* **Exercise task**
Your output is the line containing "Where can you spot the pedal" plus all lines after it to the end of the records, reproduced exactly, with nothing else.

[Excerpts of location labeling data]
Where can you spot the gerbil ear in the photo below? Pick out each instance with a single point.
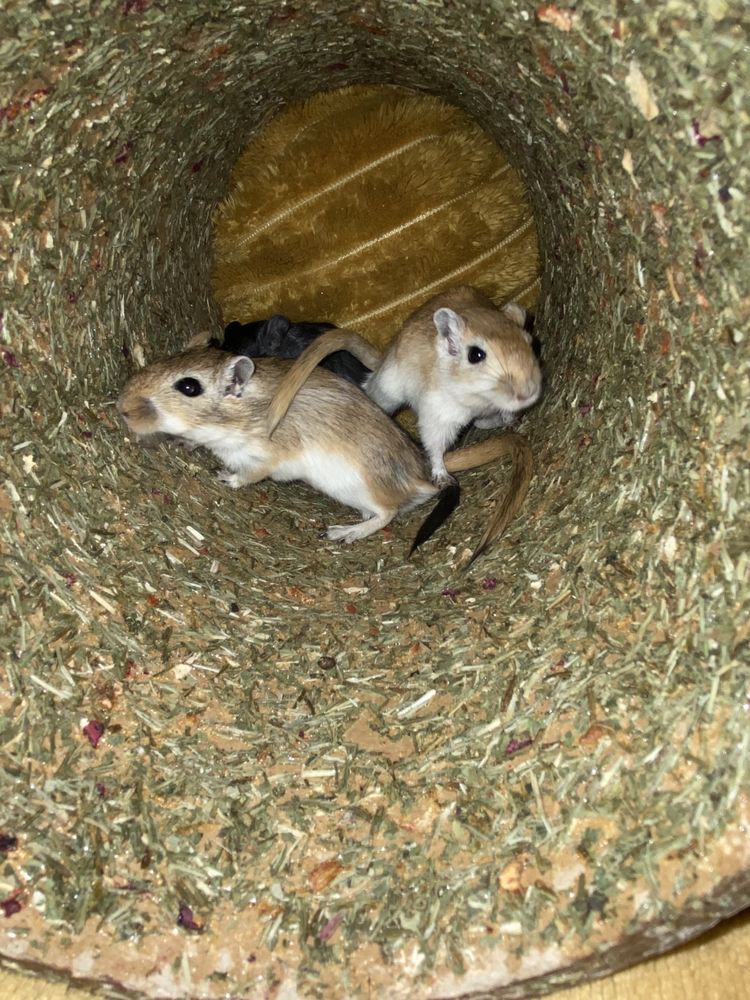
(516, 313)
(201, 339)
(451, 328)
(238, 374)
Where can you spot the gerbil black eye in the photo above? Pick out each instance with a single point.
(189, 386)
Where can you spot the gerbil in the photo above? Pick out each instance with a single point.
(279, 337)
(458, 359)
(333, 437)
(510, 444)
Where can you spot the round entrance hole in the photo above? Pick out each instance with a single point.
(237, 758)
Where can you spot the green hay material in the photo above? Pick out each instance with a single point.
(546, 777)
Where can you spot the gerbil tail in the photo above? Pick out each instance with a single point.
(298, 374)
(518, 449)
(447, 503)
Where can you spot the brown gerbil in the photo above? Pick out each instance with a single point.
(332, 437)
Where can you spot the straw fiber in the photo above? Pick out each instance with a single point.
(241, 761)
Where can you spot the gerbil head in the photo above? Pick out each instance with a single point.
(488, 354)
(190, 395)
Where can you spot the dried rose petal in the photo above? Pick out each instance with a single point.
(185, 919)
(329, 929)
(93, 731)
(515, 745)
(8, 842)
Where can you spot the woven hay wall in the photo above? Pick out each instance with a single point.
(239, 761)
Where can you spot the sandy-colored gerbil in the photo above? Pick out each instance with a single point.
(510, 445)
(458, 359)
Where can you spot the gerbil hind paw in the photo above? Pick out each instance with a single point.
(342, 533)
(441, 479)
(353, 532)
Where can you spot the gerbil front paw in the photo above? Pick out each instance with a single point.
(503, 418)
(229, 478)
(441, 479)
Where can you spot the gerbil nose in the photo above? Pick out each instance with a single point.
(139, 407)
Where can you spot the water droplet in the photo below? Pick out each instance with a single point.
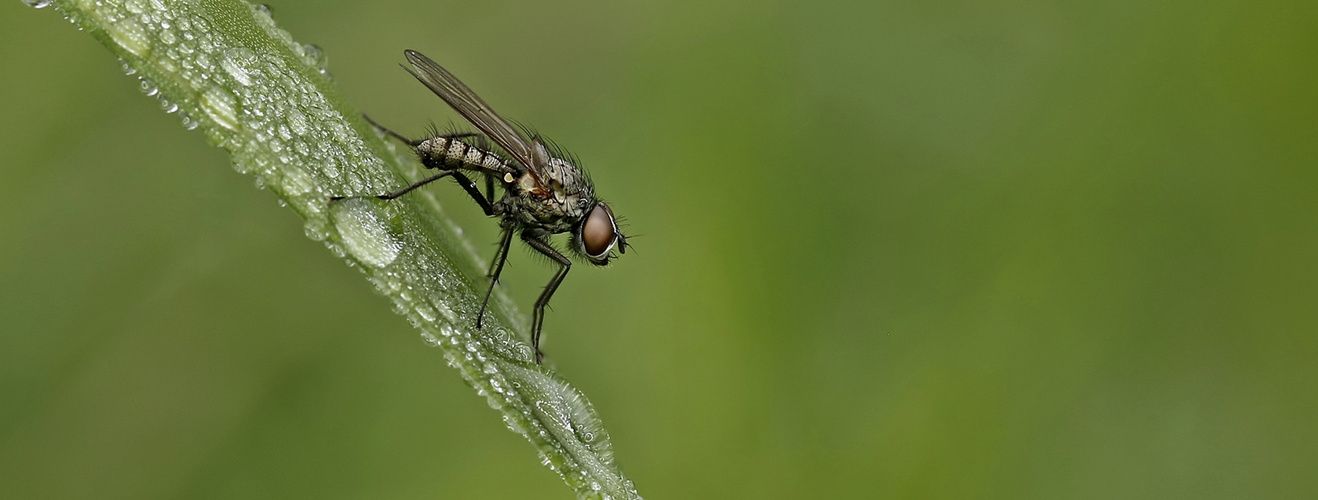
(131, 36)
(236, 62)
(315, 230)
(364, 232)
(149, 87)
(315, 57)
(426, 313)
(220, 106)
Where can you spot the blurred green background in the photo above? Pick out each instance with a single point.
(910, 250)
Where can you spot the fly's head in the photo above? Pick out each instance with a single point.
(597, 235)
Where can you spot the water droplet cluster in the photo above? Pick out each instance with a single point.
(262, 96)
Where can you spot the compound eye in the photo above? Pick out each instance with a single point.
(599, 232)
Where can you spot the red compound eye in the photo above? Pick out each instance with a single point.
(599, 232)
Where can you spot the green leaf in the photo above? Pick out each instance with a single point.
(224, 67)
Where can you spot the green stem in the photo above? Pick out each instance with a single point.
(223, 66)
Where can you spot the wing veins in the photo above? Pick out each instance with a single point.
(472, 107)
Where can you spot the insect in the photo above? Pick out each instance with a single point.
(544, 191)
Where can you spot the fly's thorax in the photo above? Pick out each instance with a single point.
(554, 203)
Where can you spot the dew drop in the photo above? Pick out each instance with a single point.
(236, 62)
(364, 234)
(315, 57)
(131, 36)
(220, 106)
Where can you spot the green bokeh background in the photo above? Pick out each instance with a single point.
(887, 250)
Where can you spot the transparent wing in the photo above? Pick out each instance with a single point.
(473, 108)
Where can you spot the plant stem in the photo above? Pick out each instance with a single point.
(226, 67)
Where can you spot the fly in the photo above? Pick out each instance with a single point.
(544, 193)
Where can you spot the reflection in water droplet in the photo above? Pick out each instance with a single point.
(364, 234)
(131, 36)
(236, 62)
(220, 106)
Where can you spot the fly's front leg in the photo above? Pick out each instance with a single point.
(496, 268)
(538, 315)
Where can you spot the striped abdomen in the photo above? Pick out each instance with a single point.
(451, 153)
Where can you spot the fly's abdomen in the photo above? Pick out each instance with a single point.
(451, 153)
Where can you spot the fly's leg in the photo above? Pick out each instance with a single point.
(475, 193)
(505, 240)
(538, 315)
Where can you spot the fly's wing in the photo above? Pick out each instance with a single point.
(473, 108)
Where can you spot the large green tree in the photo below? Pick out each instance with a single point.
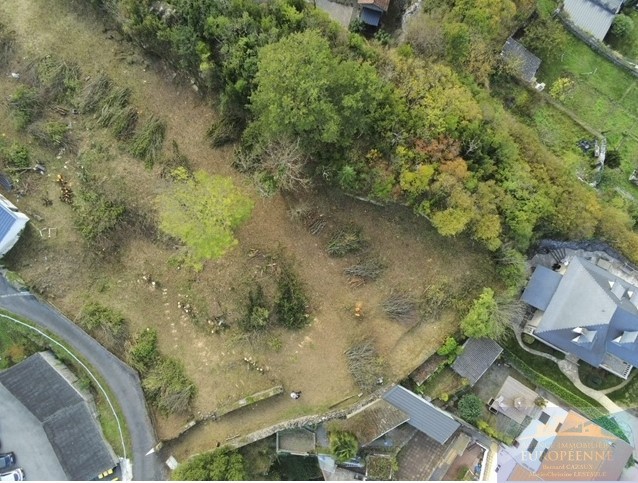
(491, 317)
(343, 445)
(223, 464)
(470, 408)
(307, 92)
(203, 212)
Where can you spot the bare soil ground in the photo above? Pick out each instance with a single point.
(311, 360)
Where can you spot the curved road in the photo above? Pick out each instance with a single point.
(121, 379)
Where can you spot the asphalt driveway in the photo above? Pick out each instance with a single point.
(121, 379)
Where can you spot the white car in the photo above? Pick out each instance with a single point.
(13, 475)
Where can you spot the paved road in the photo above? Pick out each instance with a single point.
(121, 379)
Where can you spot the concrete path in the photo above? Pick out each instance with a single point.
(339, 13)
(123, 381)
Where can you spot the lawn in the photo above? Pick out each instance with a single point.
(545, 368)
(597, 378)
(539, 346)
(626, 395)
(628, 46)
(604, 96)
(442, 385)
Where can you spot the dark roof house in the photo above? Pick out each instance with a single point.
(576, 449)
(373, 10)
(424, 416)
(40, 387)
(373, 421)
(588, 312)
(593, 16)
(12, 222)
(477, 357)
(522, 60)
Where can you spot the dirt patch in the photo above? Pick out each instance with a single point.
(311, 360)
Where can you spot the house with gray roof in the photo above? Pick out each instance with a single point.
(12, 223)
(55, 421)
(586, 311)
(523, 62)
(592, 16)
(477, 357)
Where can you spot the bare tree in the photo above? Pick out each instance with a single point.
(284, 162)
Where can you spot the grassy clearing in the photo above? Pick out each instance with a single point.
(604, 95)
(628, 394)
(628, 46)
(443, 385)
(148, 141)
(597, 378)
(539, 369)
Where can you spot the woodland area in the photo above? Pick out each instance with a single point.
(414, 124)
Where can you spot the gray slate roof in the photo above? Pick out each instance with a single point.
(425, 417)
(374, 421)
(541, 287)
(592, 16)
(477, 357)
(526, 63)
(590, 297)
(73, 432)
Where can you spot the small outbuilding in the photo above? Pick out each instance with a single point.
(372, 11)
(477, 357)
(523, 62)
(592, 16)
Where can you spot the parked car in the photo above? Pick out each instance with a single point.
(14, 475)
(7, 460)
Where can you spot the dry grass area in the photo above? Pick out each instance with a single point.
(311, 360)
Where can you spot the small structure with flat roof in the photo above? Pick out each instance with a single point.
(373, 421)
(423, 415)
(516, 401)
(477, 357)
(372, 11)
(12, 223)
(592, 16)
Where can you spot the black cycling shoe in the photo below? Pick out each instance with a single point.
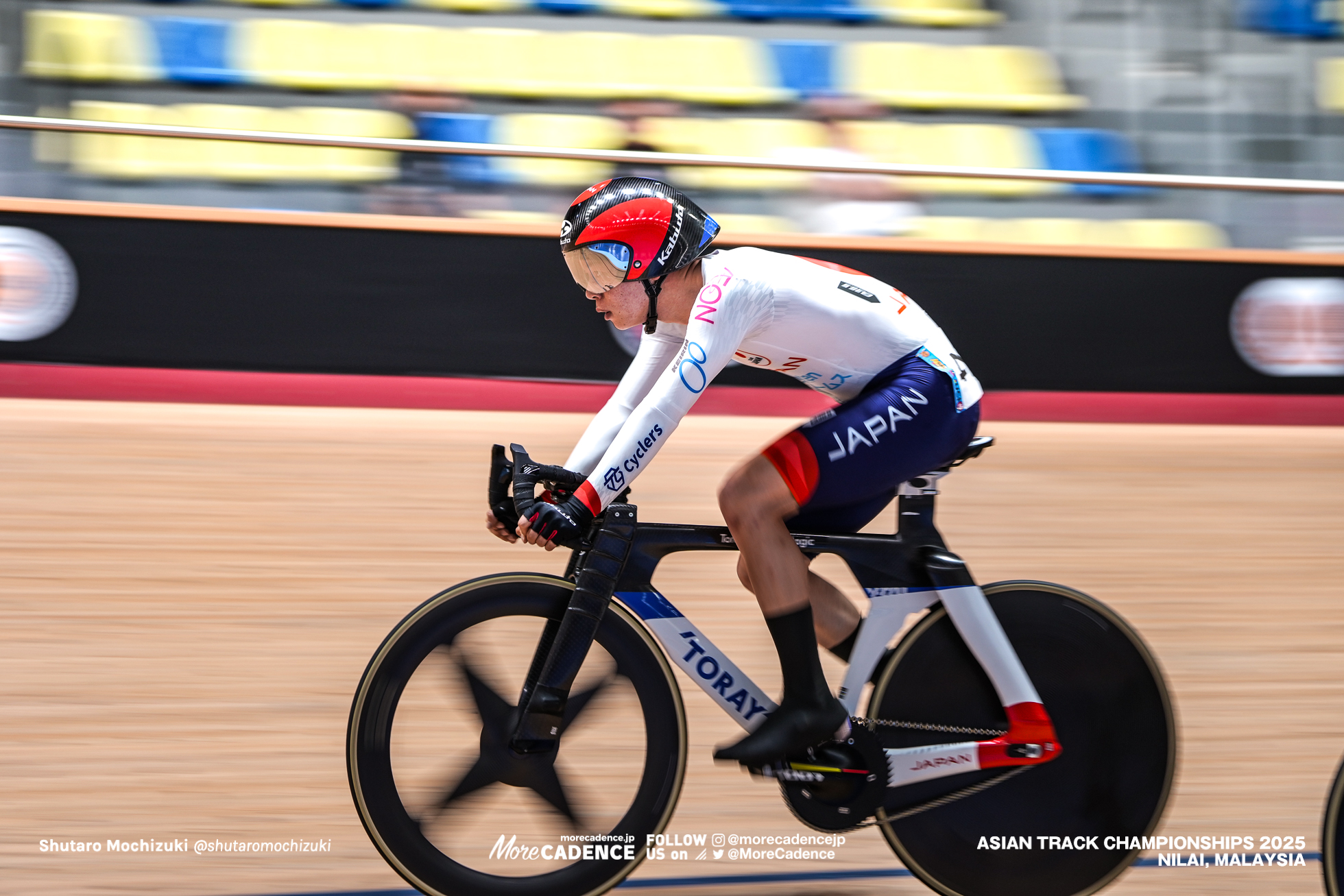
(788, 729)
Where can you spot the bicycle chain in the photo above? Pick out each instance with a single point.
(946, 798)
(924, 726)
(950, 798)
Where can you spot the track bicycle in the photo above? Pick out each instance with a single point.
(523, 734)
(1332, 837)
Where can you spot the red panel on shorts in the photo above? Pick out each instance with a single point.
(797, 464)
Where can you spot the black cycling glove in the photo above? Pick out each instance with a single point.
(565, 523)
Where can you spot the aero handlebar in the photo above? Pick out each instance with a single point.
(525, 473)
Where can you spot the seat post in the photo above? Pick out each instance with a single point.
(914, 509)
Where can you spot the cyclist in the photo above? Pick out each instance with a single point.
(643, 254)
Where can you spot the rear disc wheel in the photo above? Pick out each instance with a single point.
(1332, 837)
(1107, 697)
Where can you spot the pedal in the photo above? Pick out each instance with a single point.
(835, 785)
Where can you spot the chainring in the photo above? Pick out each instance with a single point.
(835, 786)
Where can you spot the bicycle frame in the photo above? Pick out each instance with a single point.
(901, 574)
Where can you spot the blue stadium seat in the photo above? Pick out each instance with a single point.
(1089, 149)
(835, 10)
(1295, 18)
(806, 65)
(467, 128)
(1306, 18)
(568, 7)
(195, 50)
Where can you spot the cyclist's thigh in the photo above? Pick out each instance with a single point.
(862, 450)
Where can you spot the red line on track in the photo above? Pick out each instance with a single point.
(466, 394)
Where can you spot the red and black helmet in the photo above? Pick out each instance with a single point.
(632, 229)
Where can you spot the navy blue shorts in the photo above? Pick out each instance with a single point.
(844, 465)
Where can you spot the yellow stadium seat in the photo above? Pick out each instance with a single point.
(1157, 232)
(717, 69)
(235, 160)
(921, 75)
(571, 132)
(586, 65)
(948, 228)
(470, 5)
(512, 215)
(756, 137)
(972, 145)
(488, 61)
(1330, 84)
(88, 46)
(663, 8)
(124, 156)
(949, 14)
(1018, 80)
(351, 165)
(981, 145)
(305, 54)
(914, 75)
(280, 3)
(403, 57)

* **Solution to this problem**
Where can you spot the pedal in the photo above? Pick out each instance with a single point.
(835, 785)
Where can you spot the chainring in the photo above? Pick out each instance with a single point.
(835, 786)
Where can you spot the bicycle frame in the photo above? Pick out each instance with a single point.
(901, 574)
Where can you spot the blue stadium seat in the photo above? Pick out each instance with a single point.
(1089, 149)
(835, 10)
(1295, 18)
(806, 65)
(467, 128)
(1306, 18)
(568, 7)
(195, 50)
Where can you spot the cyclist's thigh in the photo above? Pick out each instance with a single point.
(862, 450)
Where can you spot the red line on track in the photo above? Pick out each instance with a single point.
(466, 394)
Where can you spot the red and black helmet in the photo above? Pick out each instance with a single point.
(632, 229)
Where can you spot the navy blue shorts in the photo above? Pick out each instance with a single point.
(844, 465)
Where can you spot the yellow stadium seat in the photo above? Pick out each instance with a single point.
(1157, 232)
(717, 69)
(235, 160)
(921, 75)
(571, 132)
(586, 65)
(948, 228)
(470, 5)
(512, 215)
(756, 137)
(972, 145)
(488, 61)
(1330, 84)
(88, 46)
(663, 8)
(124, 156)
(949, 14)
(1018, 80)
(351, 165)
(981, 145)
(305, 54)
(914, 75)
(280, 3)
(403, 57)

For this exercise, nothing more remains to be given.